Reproduce the listing below without any change.

[Start Provided data]

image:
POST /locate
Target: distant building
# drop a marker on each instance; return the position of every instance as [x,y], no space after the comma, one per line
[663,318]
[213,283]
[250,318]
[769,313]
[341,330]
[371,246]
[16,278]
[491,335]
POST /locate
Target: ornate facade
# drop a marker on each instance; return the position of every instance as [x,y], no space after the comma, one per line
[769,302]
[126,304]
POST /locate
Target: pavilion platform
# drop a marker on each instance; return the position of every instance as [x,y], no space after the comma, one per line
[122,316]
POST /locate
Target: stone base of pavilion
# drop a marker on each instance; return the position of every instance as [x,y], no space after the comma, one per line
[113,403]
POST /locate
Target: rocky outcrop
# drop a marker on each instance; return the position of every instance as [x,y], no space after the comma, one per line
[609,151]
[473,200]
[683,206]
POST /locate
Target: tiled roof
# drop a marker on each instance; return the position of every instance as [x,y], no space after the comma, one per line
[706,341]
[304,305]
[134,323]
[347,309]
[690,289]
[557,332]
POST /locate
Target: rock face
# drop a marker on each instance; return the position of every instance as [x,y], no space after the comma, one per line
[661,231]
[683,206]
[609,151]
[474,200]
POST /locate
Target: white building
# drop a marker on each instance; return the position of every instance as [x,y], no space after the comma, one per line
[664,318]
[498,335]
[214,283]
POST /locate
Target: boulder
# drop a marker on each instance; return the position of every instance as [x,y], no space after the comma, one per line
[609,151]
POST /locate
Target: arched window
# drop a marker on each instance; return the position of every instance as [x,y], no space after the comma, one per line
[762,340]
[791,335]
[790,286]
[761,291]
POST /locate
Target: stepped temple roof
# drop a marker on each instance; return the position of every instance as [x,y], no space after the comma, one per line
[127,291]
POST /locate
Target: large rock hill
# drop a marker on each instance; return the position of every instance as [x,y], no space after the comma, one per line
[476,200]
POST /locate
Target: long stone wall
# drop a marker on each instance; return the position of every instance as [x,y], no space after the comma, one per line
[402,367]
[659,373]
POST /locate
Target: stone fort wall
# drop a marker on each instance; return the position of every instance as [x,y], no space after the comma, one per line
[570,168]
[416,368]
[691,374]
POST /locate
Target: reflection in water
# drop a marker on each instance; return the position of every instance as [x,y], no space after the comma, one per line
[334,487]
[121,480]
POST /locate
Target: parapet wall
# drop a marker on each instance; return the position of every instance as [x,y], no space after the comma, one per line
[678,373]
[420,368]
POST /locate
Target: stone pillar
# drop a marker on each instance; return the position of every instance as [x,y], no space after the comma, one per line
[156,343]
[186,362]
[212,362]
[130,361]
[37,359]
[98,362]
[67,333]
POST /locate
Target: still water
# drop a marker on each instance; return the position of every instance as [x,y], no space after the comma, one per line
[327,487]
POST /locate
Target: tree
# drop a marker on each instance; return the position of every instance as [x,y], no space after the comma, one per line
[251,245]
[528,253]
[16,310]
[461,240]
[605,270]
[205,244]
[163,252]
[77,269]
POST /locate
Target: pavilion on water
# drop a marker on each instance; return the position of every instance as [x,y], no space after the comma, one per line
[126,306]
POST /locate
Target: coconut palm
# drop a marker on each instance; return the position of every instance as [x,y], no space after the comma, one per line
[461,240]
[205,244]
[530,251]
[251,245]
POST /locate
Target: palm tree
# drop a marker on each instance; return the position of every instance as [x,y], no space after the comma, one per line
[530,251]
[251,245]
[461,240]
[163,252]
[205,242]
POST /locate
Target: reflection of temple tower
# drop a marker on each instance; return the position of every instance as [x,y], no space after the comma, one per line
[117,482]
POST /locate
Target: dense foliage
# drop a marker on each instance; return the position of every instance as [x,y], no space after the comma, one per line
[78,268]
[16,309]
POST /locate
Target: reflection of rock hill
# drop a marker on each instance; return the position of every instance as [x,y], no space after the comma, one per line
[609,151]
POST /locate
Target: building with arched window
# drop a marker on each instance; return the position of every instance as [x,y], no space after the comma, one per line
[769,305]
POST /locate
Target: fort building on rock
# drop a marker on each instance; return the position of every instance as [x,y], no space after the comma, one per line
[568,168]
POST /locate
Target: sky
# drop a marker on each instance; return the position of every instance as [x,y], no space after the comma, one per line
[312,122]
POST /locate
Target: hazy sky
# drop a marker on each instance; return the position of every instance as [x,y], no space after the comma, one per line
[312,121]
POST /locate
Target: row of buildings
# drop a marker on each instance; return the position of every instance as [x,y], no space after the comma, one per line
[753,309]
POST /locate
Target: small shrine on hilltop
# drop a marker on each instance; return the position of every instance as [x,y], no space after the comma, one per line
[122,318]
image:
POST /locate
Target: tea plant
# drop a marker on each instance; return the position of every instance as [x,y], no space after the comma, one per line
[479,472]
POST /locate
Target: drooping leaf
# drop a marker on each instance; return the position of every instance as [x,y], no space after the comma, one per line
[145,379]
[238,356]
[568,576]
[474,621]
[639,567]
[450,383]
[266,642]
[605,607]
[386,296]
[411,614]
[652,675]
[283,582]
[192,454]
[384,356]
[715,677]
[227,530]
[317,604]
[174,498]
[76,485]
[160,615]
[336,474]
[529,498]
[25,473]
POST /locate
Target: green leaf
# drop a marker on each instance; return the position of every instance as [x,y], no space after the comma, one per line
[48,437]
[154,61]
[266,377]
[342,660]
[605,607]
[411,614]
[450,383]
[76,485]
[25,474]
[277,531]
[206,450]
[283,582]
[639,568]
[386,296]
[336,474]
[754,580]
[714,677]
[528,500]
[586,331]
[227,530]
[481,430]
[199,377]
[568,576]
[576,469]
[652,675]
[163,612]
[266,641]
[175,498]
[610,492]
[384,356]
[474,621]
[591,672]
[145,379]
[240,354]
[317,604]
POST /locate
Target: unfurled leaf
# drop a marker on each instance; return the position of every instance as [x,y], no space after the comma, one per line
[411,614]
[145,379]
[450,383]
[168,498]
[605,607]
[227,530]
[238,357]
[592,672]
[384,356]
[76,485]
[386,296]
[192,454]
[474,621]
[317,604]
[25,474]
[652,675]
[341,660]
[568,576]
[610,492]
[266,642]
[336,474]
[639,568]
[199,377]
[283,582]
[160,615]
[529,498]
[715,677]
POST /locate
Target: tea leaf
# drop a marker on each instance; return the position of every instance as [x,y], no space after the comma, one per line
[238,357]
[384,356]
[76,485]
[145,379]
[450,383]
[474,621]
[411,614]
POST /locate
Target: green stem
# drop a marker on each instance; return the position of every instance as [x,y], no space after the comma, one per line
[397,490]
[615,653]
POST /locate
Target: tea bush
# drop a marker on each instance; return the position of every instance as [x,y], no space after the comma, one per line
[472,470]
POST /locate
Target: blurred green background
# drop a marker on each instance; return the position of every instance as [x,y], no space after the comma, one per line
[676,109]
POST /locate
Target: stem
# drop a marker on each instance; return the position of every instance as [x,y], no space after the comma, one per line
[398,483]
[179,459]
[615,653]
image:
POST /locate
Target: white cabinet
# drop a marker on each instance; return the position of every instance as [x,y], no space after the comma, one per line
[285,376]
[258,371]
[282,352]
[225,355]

[End Provided data]

Reply to the exercise ▸
image:
POST /locate
Target: distant building
# drop a marker on each instance; return the position of every instance as [x,y], no space after the comma, one per line
[663,318]
[213,283]
[250,318]
[769,313]
[341,330]
[371,246]
[16,278]
[491,335]
POST /locate
Target: ornate facade
# drop a marker on each instance; return the position of every instance as [x,y], no space after the comma, one per line
[769,302]
[126,304]
POST /locate
Target: pavilion platform
# drop a marker on each instance; return the position of every instance as [x,y], no space after the comma, one per line
[122,316]
POST /locate
Target: stone base of pavilion
# drop a marker on each instance; return the position of every instance as [x,y], no space after the comma, one per line
[113,403]
POST /locate
Target: rocky outcrop
# drop a marker on each instance; return the position of every instance as [x,y], no space after the comma, one per line
[609,151]
[473,200]
[683,206]
POST /locate
Target: tiled roof
# drop a marker on each instance; return the position of every instance as [x,y], no space after the comma, one per line
[706,341]
[304,305]
[134,323]
[347,309]
[690,289]
[557,332]
POST /locate
Target: rock face
# drop a marker on each instance; return the position of every instance as [x,y], no space after the comma, one per line
[661,231]
[683,206]
[609,151]
[474,200]
POST /locate
Target: white building
# drop a marker on each instance; return the position of every instance as [x,y], no space after the comma, one per line
[664,318]
[498,335]
[214,283]
POST /locate
Target: boulder
# drop a marker on each instance; return the position of every instance as [x,y], no space after the comma, one per line
[609,151]
POST /locate
Target: arched window
# drop a marker on each instance; return the position of every instance as [x,y], no space after the comma, one per line
[762,340]
[791,335]
[790,286]
[761,291]
POST /locate
Target: stepped temple roof
# drop a marker on each instance; return the position of every instance as [x,y], no space after the comma, one per line
[127,291]
POST /locate
Target: large rock hill
# drop a marker on each instance; return the position of every instance as [x,y], no space after the comma, one per line
[476,200]
POST /locate
Target: long stone wall
# drop a marker on each instance; return the position of every instance as [x,y], no space after the comma, one per line
[402,367]
[659,373]
POST /locate
Target: stone fort wall
# drop a marker on each instance; return the position of every instance as [x,y], no space after the comma, one per line
[570,168]
[416,368]
[691,374]
POST /locate
Target: reflection in water
# drop a marker on each instance; return the position of every instance as [x,y], no space after the comma, one per line
[334,487]
[121,480]
POST /locate
Target: parapet wall
# drop a marker on each instance; return the position of every instance as [x,y], no space after the comma, one per line
[678,373]
[420,368]
POST /locate
Target: stone pillar
# drop a marker on each instance; return the position of every instance as [x,y], no space after the comma, one per line
[156,343]
[186,362]
[212,362]
[130,361]
[37,359]
[98,362]
[67,333]
POST /locate
Target: still water
# drop a marker on each instance; return the position of every instance as [x,y], no space after the comma, one per line
[327,487]
POST /locate
Target: tree
# drop a marker on each instance; return the position of every instance as [x,y], no space after the comma, one per line
[251,245]
[528,253]
[16,310]
[461,240]
[605,270]
[205,244]
[163,252]
[77,269]
POST /locate
Target: pavilion on water
# drop a marker on each instance; return the position of every instance as [x,y], no space after the comma, one per line
[126,306]
POST /locate
Target: coconut palm
# drop a marker on each instance; return the position of every instance as [x,y], no space after the comma, one per line
[461,240]
[205,244]
[530,251]
[251,245]
POST /locate
Target: palm tree
# drop a marker on each instance; return the position of every instance as [x,y], no space after the comma, one per line
[530,251]
[251,245]
[461,240]
[163,252]
[205,242]
POST /locate
Target: reflection of temple tower
# drop a marker on each instance; return the position of every instance as [x,y], no space after the comma, one per line
[117,482]
POST /locate
Target: dense foliage
# drop a marker on each instance; return the position of every instance as [x,y], no space after the comma, one per line
[78,268]
[16,309]
POST /locate
Target: reflection of rock hill
# drop a marker on each instance; return the position of every instance as [x,y], no space after the comma, one per line
[609,151]
POST /locate
Target: building with arched window
# drop a marker on each instance; return the position of every instance as [x,y], no space after the comma, one per line
[769,305]
POST /locate
Target: fort building on rock
# drop a marker on each instance; return the position of every instance as [x,y], no space after the comma, one per line
[568,168]
POST /locate
Target: sky
# drop a marker on each instance; return the position of every instance as [x,y], no space after the comma, one per line
[312,122]
POST /locate
Target: hazy sky
# drop a marker on each instance; return the position of every instance as [x,y], no space after the comma, one per line
[312,121]
POST /locate
Target: row of buildings
# drop a marker on each instance; return the position of every instance as [x,y], no space after the comma, one per line
[753,309]
POST /locate
Target: small shrine on hilltop
# drop a marker on each instance; return the position of every instance as [x,y], no space after the comma, one per line
[122,318]
image:
POST /locate
Target: tea plant
# drop a marker on each instance; return the position of every instance as [x,y], no space after the comma, one per line
[479,472]
POST /locate
Target: drooping leaf
# drop a marker on each instance; return the position of every instance as [x,y], no space after the comma, one per line
[145,379]
[238,356]
[568,576]
[474,621]
[639,567]
[450,383]
[266,642]
[605,607]
[386,296]
[411,614]
[652,675]
[283,582]
[192,454]
[384,356]
[715,677]
[227,530]
[317,604]
[174,498]
[76,485]
[160,615]
[336,474]
[529,498]
[25,473]
POST /locate
Target: green leaf
# drop a marker on each instance; return the position of every instance as [x,y], no space after the comma, one per line
[48,437]
[154,61]
[266,377]
[342,660]
[605,607]
[411,614]
[450,383]
[76,485]
[25,474]
[277,531]
[206,450]
[283,582]
[639,568]
[386,296]
[336,474]
[754,580]
[714,677]
[528,500]
[586,331]
[227,530]
[481,430]
[199,377]
[568,576]
[576,469]
[652,675]
[163,612]
[266,641]
[175,498]
[610,492]
[384,356]
[474,621]
[591,672]
[145,379]
[240,354]
[317,604]
POST /locate
Target: unfurled leaf
# drop a marker on each instance; return the position of every instance as [x,y], no space after the comma, one per line
[411,614]
[145,379]
[450,383]
[168,498]
[605,607]
[227,530]
[238,357]
[592,672]
[384,356]
[76,485]
[386,296]
[192,454]
[474,621]
[317,604]
[25,474]
[652,675]
[341,660]
[568,576]
[610,492]
[266,642]
[336,474]
[639,568]
[199,377]
[283,582]
[160,615]
[529,498]
[715,677]
POST /locate
Target: tea leaf
# drop a marker on each instance; return the position of every instance as [x,y], no space after the comma, one per line
[238,357]
[384,356]
[76,485]
[145,379]
[450,383]
[474,621]
[411,614]
POST /locate
Target: green stem
# drop a marker on each instance; return the position of every instance as [x,y], no space after the comma, one per line
[397,490]
[615,653]
POST /locate
Target: tea bush
# drop a marker on each instance; return the position of every instance as [x,y], no space after the comma, one per line
[472,470]
POST /locate
Target: blurred green background
# drop a marker on each instance; return the position of every instance as [x,y], no space after the comma, one per line
[676,109]
POST /locate
Target: stem
# drop a marker on each instance; return the position of every instance as [x,y], no space after the comma, one per line
[398,483]
[179,459]
[615,653]
image:
POST /locate
Target: white cabinet
# drop a marker on each instance; return the position of every instance as [x,y], no space after the comma, one per line
[285,376]
[258,371]
[282,352]
[225,355]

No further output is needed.